= Instruction 1 =
Can you rewrite the paragraph beginning "The first one cannot output" in the awk question below as a short list, keeping its main facts?

= Given passage =
[start]

The goal is to extract sequences (second line information) that containing "GCTGCA" in the first N (N=35) characters each line, and at the same time output the surrounding lines (1 line ahead, 3 line behind the matched line).
An example answer is
@J00157:85:HNNJLBBXX:5:1101:2869:15047 1:N:0:ATTACTCG+TATAGCCT
CGACGCTCTTCCGATCTGAGCTGCAGCCTCGGCCCCAGGATCCCCCTGGGGGACTGGACGCTGCTATTGATTCACGAGGCGCTCAGATCGGAAGAGCACAC
+
AAFFFJJJJJJJJJJJJJJJJJJJJJJJJJJJJJJJJJJJJJJJJJJJJJJJFJJJJJJJJJFJJJJJJFJJJJJJJJFJJJFJFJJJJJJJJJJJJJJJJ
--
What I have tried are
awk 'substr($0, 1, 35) ~ "GCTGCA"' filename.fastq > newfile.fastq
grep -B 1 -A 2 -E GCTGCA filename.fastq > newfile.fastq
awk '{a[++i]=$0;}{substr(a[++i], 1, 35) ~ "GCTGCA"}{for(j=NR-1;j<=NR+2;j++)print a[j];}' filename.fastq > newfile.fastq
The first one cannot output surrounding lines. The second one cannot limit pattern-matching in the first 35 letters of each line. The third line should work, but it gives me wired output (which obviously is not correct):
@J00157:85:HNNJLBBXX:5:1101:14235:1367 1:N:0:ATTACTCG+TATAGCCT
@J00157:85:HNNJLBBXX:5:1101:14235:1367 1:N:0:ATTACTCG+TATAGCCT
TCTNCTCTTCCGATCTACCCCACACACCCCCGCCGCCGCCGCCGCCGCCGCCCTCCGACGCACACCACACGCGCGCGCGCGCGCGCCGCCCCCGCCGCTCC
TCTNCTCTTCCGATCTACCCCACACACCCCCGCCGCCGCCGCCGCCGCCGCCCTCCGACGCACACCACACGCGCGCGCGCGCGCGCCGCCCCCGCCGCTCC
+
+
AAF#FJJJJJJJJFJJJJJJJJJJJJJJJJJJJJJJJJJJJJJJFJFJJJJJJJJJJJJJJJJJJJJJFJJJJJJJJJJJJJJJFJJAJJJJJFJJJJ7JJ
AAF#FJJJJJJJJFJJJJJJJJJJJJJJJJJJJJJJJJJJJJJJFJFJJJJJJJJJJJJJJJJJJJJJFJJJJJJJJJJJJJJJFJJAJJJJJFJJJJ7JJ
--
--

[end]

Collected data:

[start]

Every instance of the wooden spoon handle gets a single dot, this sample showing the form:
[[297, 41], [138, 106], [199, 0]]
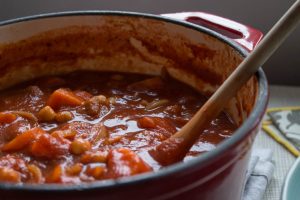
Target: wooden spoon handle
[[243, 72], [176, 147]]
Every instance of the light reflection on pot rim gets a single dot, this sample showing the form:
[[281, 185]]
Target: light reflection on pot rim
[[243, 131]]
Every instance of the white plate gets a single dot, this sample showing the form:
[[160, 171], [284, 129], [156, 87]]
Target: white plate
[[291, 188]]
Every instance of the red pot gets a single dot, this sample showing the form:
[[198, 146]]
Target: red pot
[[201, 55]]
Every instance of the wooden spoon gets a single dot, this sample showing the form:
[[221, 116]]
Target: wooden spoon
[[175, 148]]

[end]

= Instruction 2 =
Could you reproduce the rows from the line containing "Every instance of the white" through the line containing "[[201, 55]]", requests included, offsetting each answer coordinate by 50?

= Finished answer 1 =
- The first command can't output the surrounding lines.
- The second command can't limit pattern matching to the first 35 letters of each line.
- The third command should work, but its output is clearly incorrect.

= Finished answer 2 =
Every instance of the white plate gets a single dot, this sample showing the form:
[[160, 171], [284, 129], [156, 87]]
Target: white plate
[[341, 238]]
Every instance of the red pot gets a single dot, this sample showing the form:
[[198, 146]]
Target: red pot
[[251, 105]]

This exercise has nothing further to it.